» **WHAT THE TASK ASKS**
Starting at the beginning of the records and going through the line that contains "positive clicks: (70, 283) (31, 184)", give those lines again with "exact" changed to "precise" and nothing else altered. Leave the pictures out of your answer.

» **DATA LISTING**
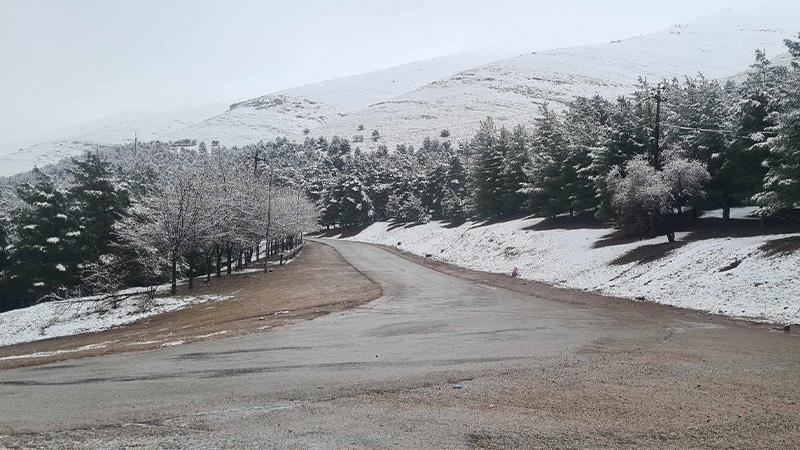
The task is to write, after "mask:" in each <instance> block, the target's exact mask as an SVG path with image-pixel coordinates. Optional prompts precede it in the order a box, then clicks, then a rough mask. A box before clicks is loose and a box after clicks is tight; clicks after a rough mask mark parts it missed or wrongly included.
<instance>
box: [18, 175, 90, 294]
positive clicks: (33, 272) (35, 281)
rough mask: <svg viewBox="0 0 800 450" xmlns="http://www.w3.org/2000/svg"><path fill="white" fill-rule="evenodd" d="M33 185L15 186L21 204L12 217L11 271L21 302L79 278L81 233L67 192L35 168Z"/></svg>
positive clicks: (70, 283) (31, 184)
mask: <svg viewBox="0 0 800 450" xmlns="http://www.w3.org/2000/svg"><path fill="white" fill-rule="evenodd" d="M33 179H34V182H33V184H30V183H26V184H23V185H21V186H20V187H19V188H18V189H17V196H18V197H19V198H20V200H22V202H24V206H23V207H22V208H19V209H18V210H17V211H16V215H15V217H14V219H13V221H14V226H15V229H16V234H17V241H16V244H15V247H14V253H13V256H12V259H11V261H10V271H11V272H12V274H13V275H12V276H13V277H14V285H15V286H17V289H16V292H17V293H18V294H19V295H20V297H21V300H23V301H34V300H37V299H39V298H41V297H43V296H44V295H46V294H49V293H52V292H55V291H56V290H57V289H59V288H61V287H66V286H73V285H75V284H76V283H77V281H78V262H79V259H80V258H79V253H78V252H76V251H75V240H76V237H77V236H78V235H79V234H80V233H79V232H78V231H77V230H76V227H75V224H74V222H73V221H72V220H70V218H69V217H68V212H69V211H68V208H67V199H66V195H65V193H64V192H63V191H61V190H60V189H57V188H56V187H55V185H54V184H53V181H52V179H51V178H50V177H49V176H48V175H46V174H45V173H43V172H42V171H40V170H38V169H34V171H33Z"/></svg>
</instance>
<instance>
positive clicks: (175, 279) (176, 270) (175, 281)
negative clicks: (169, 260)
mask: <svg viewBox="0 0 800 450" xmlns="http://www.w3.org/2000/svg"><path fill="white" fill-rule="evenodd" d="M171 257H172V276H171V281H172V284H171V285H170V288H169V292H170V293H171V294H173V295H174V294H176V293H177V292H178V255H176V254H175V250H173V251H172V255H171Z"/></svg>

» **OUTPUT OF THE TASK**
The task is to write, after "mask:" in each <instance> block, the target's precise mask as an SVG path with image-pixel coordinates. Optional prompts precede it in the order a box, then clicks, then a rough mask. A box before clicks is loose and a box after clicks is tight; clicks after a rough mask mark parts it missed or wrongly included.
<instance>
box: [18, 175, 90, 294]
positive clicks: (33, 272) (35, 281)
rough mask: <svg viewBox="0 0 800 450" xmlns="http://www.w3.org/2000/svg"><path fill="white" fill-rule="evenodd" d="M33 185L15 186L21 204L12 217L11 271L21 302L79 278L81 233L67 192L35 168Z"/></svg>
positive clicks: (70, 283) (31, 184)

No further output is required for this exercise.